Brown says more than two dozen protesters' cars were towed from the lot. She says she was specifically surprised because police officers stationed nearby gave her the "ok" to park in the lot.
"There were two officers who were directing us, they were not saying anything about please don't park here... I asked them, are we good to park here? They said, yes, you're all set," says Brown.
The Augusta Police Department says it did have two officers stationed near the parking lot, but denies officers told people to park there.
Deputy Police Chief Kevin Lully says, "Nobody was allowed or given permission to park on the Motor Supply or Meineke property by us."
Lully says the private lot cars were towed from is owned by 'Meineke,' and the business owner called to have the cars towed, unassisted by police.
Lully says officers don't assist with cars being towed from private property as a matter of protocol.
"With private property, we're not permitted to engage or facilitate that in any way."

* _RECORDS_:
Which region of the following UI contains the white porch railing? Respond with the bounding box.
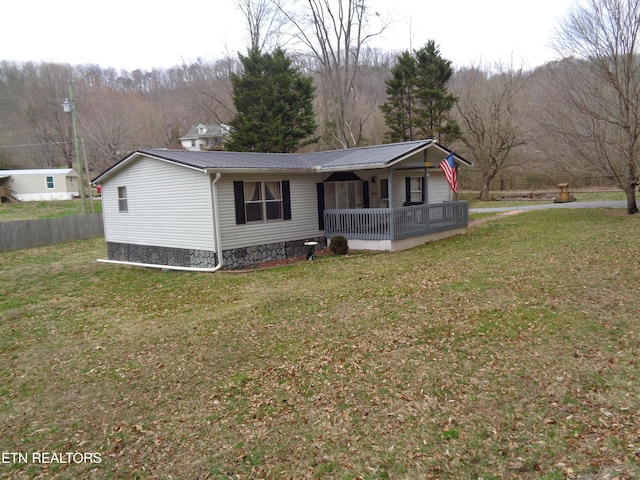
[324,201,469,240]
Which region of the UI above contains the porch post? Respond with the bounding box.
[422,150,431,205]
[422,165,429,205]
[389,167,396,240]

* _YOUR TASKS_:
a) In the article on the towed protesters' cars, who does Lully say called to have the cars towed?
b) Name every business or organization that the article on the towed protesters' cars mentions.
c) Please carry on the article about the towed protesters' cars from its last line.

* _THE REPLIES_:
a) The business owner of Meineke, which owns the private lot.

b) Augusta Police Department, Motor Supply, Meineke

c)
The owner of the Augusta Meineke told NEWS CENTER Maine he did not wish to comment on the incident.
Meanwhile, Brown thinks the towing was in response to the protest. She says, "I believe personally that it was a form of retaliation by the owner and maybe the police."
However, Brown says she ultimately hopes the incident does not overshadow the cause she went to Augusta to support.
"This was an inconvenience and it's more important that we focus on the movement as a whole."
Augusta Mayor David Rollins says the city, in partnership with the city's police department, is investigating the incident.